Return every one of the items below unchanged, reproducing each line character for character.
• • • •
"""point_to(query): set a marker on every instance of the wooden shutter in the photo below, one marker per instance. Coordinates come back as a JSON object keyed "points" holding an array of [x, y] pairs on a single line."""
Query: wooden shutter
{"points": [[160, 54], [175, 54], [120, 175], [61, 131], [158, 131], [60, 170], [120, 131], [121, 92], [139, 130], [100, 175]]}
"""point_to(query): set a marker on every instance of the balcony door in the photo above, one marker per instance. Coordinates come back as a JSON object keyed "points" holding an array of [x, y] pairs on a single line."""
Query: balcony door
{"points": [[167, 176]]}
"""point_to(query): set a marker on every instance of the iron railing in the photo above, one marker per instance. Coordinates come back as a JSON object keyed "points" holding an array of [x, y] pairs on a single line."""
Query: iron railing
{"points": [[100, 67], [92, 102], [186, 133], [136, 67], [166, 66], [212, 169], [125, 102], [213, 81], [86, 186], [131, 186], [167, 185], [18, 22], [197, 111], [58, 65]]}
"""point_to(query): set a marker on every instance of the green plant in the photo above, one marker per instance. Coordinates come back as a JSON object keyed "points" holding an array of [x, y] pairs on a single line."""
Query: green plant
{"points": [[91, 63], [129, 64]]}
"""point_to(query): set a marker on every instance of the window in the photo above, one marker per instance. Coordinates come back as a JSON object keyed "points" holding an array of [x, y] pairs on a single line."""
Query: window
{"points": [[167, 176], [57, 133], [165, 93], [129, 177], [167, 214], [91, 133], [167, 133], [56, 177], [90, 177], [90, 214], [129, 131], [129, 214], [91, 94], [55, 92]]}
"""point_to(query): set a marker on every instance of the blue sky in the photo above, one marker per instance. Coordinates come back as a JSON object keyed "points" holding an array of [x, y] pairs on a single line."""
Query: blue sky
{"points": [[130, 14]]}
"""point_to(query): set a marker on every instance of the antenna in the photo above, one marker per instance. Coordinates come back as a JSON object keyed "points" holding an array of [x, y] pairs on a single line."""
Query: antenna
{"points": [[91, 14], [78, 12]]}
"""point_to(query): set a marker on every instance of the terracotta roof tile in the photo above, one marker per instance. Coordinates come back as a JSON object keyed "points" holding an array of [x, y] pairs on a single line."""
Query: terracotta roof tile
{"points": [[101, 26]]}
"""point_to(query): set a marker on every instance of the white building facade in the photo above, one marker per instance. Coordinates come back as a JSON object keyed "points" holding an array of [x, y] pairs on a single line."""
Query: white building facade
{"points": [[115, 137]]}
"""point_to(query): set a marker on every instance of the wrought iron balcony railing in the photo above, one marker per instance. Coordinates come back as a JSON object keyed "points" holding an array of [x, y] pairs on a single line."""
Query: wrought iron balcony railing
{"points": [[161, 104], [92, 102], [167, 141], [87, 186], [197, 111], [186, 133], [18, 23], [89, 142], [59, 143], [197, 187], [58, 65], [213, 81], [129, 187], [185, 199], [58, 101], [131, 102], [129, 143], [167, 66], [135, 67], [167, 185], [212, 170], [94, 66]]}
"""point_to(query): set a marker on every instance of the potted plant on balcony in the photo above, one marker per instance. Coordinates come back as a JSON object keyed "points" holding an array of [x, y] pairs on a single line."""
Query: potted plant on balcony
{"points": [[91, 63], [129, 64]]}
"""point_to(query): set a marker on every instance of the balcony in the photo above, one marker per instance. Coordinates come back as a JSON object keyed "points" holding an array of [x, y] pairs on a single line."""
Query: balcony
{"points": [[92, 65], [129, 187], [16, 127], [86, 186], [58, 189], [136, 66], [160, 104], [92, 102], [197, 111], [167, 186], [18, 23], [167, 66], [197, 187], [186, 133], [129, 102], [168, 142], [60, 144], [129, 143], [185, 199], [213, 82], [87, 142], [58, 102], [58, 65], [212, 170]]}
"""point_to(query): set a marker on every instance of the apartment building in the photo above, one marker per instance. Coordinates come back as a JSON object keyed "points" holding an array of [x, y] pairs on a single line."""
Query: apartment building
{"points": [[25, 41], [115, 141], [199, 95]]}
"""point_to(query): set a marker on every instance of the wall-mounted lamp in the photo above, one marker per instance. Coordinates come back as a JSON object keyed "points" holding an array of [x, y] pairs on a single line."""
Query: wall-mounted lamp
• • • •
[Exercise result]
"""point_to(query): set a marker on every instance of the wooden shutter in the photo below, one marker per instance. Coordinates come back as a JSON object keyed "points" holding an array of [x, y] pairs on a single line."""
Query: wooden shutter
{"points": [[160, 54], [175, 54], [120, 175], [61, 131], [158, 131], [60, 170], [120, 131], [121, 92], [139, 130], [100, 175]]}
"""point_to(query): set a marker on every instance of the balcony door in the photo above, one marker per instance. Coordinates come back as a JSON object keyed "points" holding an array of [x, y] pairs on a single line."""
Query: balcony door
{"points": [[167, 176]]}
"""point_to(query): set a marker on every instance of the iron railing in the photo above, one marker per instance. Coordinates come back as a JSON object keyed "points" holding an array of [x, y] pairs on a single line."""
Query: iron railing
{"points": [[100, 67], [92, 102], [186, 133], [136, 67], [166, 66], [212, 169], [125, 102], [213, 81], [86, 186], [131, 186], [167, 185], [18, 22], [197, 111], [58, 65]]}
"""point_to(query): set a marker on every instance of the green plant in the photo above, one marker per instance. Coordinates come back as a JSON object keyed "points" holding an array of [x, y] pairs on a single line."""
Query: green plant
{"points": [[91, 63], [129, 64]]}
"""point_to(query): set a marker on every instance of the window in the photo above, one marker per instance. Coordinates come back as a JSON object keyed "points" holding an array of [x, y] pairs on a single line."""
Query: window
{"points": [[167, 176], [57, 133], [165, 93], [129, 177], [167, 214], [91, 133], [167, 133], [56, 177], [90, 177], [90, 214], [129, 131], [129, 214], [91, 94], [55, 92]]}
"""point_to(query): set a marker on every instance of the blue sky in the photo above, one marker per instance. Coordinates come back as a JSON object keyed "points" holding an array of [x, y] pairs on a single line."""
Query: blue sky
{"points": [[130, 14]]}
"""point_to(query): set a marker on every instance of the antenna in the photo above, one marker per instance. Coordinates come back as a JSON object keyed "points" holding an array of [x, y] pairs on a single line."""
Query: antenna
{"points": [[91, 14], [78, 12]]}
"""point_to(query): set a marker on every instance of the terracotta roof tile in the photo above, one marker per instance. Coordinates come back as a JSON object keyed "points" holding an array of [x, y] pairs on a single line."""
Query: terracotta roof tile
{"points": [[101, 26]]}
"""point_to(query): set a marker on every instance of the white building facade in the photo above, one marker per instance. Coordinates come back as a JSON object keyed "points" holding an array of [x, y] pairs on a single line."""
Query: white building facade
{"points": [[115, 137]]}
"""point_to(query): set a marker on every instance of the wrought iron balcony railing in the photo above, one marker per instance. Coordinates come back as a JSON object keyed "points" holding an array of [x, y] pairs on a single line."""
Query: wrought iron balcony railing
{"points": [[161, 104], [92, 102], [167, 141], [87, 186], [197, 111], [186, 133], [18, 23], [89, 142], [59, 143], [197, 187], [58, 65], [213, 81], [129, 187], [185, 199], [58, 101], [131, 102], [129, 143], [167, 66], [135, 67], [167, 185], [212, 170], [94, 66]]}
"""point_to(query): set a marker on every instance of the potted plant on balcony in the photo above, one marker per instance. Coordinates come back as a JSON object keyed "points" holding an array of [x, y] pairs on a single line."""
Query: potted plant on balcony
{"points": [[91, 63], [129, 64]]}
"""point_to(query): set a marker on every instance of the balcony in the photo above, one marker per instance. Coordinates come back as a JSON object keyed "points" holding an array of [x, y] pairs on a single line."""
Query: balcony
{"points": [[92, 65], [129, 187], [16, 127], [86, 186], [58, 189], [136, 66], [160, 104], [92, 102], [197, 111], [167, 186], [18, 23], [167, 66], [197, 187], [186, 133], [129, 102], [168, 142], [60, 144], [129, 143], [185, 199], [213, 82], [87, 142], [58, 102], [58, 65], [212, 170]]}
"""point_to(query): set a marker on every instance of the apartment building in the photo above, one marker per instance. Coordinates come back as a JSON object keyed "points" holding an array of [x, y] pairs on a single line."""
Query: apartment building
{"points": [[25, 41], [115, 141], [199, 95]]}
"""point_to(query): set a marker on every instance of the wall-mounted lamp in the photo above, one marker per instance. Coordinates come back as a JSON object keyed "points" holding an array of [x, y] pairs on a single line."""
Query: wall-mounted lamp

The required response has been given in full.